What the task asks. Every line of the listing below is to be duplicated exactly, with the pictures left out.
+++ Records to process +++
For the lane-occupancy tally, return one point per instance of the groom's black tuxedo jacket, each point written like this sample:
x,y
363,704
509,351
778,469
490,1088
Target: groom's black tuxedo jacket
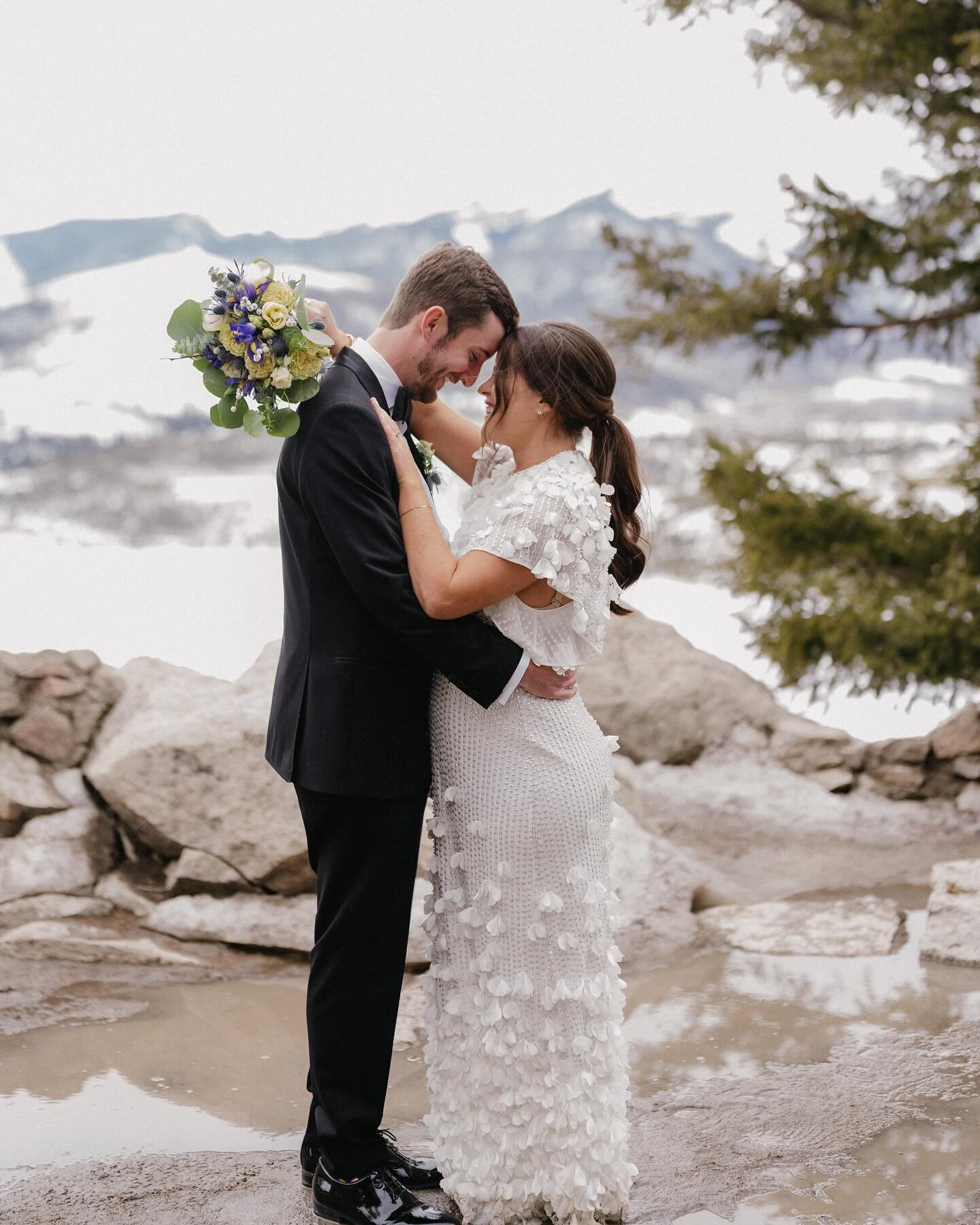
+++
Answer below.
For the lane-occupancy tally, return one point per instance of the groom's black tuxedo jacket, each point written like this sample:
x,y
363,704
509,351
778,469
490,1088
Target: groom's black tuxedo jacket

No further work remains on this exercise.